[SUPPLIED RECORDS]
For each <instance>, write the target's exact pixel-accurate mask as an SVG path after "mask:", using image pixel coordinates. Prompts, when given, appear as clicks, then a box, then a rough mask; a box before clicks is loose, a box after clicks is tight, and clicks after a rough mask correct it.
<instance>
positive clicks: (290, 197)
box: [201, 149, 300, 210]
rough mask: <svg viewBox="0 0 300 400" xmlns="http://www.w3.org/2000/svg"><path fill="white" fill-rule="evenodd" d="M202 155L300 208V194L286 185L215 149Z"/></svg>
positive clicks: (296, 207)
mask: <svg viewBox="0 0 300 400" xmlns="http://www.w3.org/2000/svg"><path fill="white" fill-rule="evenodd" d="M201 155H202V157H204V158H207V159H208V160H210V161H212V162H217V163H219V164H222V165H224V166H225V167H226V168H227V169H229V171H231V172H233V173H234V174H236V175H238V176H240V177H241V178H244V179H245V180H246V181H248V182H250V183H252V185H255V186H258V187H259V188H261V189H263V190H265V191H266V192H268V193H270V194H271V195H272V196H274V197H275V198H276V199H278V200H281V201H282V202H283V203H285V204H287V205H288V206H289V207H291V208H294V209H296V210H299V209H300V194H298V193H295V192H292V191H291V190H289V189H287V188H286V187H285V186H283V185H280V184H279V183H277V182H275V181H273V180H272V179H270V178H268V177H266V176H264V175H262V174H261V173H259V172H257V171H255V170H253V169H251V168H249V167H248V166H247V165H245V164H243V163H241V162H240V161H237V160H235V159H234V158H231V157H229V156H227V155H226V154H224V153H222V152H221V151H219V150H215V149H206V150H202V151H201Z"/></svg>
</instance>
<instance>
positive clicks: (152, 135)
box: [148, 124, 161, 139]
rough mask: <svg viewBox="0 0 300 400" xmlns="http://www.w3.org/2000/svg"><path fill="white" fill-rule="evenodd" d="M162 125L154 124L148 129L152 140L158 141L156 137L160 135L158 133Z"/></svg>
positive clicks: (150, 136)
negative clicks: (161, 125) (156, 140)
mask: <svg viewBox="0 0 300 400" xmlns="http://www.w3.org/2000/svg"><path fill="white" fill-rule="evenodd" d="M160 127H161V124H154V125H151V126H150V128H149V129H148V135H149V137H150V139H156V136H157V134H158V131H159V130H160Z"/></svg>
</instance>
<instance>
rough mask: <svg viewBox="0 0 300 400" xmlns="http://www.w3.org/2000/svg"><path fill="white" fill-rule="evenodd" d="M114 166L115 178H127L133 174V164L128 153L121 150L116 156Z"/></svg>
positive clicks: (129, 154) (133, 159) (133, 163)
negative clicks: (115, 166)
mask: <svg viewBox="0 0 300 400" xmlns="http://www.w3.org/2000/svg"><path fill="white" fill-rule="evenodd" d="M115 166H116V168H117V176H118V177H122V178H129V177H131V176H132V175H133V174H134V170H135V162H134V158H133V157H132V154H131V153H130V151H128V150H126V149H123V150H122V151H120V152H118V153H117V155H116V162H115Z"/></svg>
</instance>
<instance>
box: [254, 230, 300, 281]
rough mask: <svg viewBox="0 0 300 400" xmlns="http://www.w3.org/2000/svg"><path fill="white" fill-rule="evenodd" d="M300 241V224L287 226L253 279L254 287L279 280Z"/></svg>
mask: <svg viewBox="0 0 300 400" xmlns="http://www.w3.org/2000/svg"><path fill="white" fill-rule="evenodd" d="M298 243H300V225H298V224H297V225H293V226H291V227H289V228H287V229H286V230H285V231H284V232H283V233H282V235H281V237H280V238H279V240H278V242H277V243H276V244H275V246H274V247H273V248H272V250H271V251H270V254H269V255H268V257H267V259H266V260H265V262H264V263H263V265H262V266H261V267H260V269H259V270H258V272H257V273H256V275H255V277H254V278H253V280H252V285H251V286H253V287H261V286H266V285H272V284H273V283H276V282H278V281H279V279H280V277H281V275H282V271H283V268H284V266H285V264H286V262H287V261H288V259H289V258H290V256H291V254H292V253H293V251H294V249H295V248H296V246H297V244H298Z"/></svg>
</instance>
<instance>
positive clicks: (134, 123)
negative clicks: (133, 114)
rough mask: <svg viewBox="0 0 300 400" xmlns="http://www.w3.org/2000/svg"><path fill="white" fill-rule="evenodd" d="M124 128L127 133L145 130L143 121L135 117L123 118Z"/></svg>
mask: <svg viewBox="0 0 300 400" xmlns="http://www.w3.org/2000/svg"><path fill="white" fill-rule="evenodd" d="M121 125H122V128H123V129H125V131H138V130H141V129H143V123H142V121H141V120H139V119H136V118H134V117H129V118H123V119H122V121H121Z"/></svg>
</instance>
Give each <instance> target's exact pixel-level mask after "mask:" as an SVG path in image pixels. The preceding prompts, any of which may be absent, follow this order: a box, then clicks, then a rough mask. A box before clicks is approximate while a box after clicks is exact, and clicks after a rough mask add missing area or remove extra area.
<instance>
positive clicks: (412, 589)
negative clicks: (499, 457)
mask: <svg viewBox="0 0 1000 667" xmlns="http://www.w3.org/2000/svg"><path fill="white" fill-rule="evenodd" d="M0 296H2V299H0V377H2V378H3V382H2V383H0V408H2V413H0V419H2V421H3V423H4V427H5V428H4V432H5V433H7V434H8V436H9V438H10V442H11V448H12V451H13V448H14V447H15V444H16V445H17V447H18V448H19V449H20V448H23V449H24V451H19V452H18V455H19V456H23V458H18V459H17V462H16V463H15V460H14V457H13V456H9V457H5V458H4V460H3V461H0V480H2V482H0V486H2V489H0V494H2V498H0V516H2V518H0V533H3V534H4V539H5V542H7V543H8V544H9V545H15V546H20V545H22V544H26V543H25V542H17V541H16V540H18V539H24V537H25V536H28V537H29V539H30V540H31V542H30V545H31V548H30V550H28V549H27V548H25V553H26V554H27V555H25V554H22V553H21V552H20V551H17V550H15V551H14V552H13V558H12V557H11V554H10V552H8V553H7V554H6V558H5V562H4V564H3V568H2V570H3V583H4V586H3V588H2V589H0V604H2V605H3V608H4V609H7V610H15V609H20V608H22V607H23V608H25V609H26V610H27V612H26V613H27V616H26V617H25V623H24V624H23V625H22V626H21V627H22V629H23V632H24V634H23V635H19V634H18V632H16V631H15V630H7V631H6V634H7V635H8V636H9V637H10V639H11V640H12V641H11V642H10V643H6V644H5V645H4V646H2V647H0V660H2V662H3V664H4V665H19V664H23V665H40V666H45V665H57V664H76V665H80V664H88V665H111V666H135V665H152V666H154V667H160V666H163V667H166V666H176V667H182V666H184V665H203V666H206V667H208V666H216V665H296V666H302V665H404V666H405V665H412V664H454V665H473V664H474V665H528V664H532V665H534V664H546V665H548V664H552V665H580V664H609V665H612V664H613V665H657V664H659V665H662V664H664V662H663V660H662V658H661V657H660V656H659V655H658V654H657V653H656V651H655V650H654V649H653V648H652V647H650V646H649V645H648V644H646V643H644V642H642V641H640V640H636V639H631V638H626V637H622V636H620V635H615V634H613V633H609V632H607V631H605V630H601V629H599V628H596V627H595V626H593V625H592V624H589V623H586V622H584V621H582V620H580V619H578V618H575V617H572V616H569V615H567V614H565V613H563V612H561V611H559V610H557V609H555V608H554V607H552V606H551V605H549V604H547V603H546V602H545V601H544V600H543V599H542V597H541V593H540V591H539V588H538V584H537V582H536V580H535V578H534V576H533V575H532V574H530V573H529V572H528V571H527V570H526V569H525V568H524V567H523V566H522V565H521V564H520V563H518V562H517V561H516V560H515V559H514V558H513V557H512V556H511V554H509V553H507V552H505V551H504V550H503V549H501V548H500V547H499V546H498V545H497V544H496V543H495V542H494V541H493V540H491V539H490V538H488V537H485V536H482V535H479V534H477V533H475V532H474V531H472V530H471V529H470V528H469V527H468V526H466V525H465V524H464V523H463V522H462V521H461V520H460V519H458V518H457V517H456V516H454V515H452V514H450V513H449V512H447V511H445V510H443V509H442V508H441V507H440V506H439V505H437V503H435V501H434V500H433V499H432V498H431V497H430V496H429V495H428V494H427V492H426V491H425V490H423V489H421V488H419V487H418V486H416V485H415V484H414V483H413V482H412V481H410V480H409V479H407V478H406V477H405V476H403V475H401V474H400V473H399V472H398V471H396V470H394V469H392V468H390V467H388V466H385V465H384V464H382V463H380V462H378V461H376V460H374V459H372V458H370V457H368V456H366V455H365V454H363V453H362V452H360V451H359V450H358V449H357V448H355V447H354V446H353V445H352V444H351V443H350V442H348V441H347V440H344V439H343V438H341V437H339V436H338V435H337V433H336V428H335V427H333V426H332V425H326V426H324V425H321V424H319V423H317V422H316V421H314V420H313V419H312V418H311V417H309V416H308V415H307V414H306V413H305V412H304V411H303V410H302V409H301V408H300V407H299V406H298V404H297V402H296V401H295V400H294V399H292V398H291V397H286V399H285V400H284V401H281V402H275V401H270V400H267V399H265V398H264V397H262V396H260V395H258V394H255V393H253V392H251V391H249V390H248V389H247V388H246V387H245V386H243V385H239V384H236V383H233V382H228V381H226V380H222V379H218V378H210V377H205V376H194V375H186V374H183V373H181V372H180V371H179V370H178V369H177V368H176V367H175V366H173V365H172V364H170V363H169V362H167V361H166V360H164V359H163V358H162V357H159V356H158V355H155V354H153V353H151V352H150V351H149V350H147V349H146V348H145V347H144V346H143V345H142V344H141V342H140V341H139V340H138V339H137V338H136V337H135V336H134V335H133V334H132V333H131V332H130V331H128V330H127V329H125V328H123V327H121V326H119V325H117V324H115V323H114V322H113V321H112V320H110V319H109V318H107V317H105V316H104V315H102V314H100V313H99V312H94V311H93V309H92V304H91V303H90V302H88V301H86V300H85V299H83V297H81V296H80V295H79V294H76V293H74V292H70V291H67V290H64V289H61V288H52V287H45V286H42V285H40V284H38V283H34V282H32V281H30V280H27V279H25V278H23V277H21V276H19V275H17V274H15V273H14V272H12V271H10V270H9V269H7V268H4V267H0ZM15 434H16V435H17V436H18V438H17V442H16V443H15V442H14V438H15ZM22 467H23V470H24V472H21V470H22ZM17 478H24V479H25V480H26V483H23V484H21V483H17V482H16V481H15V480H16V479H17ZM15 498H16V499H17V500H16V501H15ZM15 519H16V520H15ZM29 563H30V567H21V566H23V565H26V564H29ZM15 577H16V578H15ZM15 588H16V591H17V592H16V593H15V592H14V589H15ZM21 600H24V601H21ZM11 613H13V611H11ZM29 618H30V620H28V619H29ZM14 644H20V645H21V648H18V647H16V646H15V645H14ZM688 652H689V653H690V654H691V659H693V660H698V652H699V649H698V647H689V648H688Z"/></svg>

[TASK STATEMENT]
Once you have located every line with the word "before" in the material above, list those lines.

[OUTPUT FOR THIS TASK]
For each <instance>, write the target's exact pixel-accurate mask as an SVG path after "mask:", using image pixel coordinates. Prompts, when given, appear as clicks, then a box, then a rough mask; a box before clicks is loose, a box after clicks is tight, and clicks after a rough mask correct it.
Give each <instance> target's exact pixel-level mask after "mask:" as an SVG path in image pixels. The preceding prompts, any of which may be absent, follow this order: a box, then clicks, then a rough mask. A box before clicks is approximate while a box after clicks is exact, and clicks after a rough mask add missing area or remove extra area.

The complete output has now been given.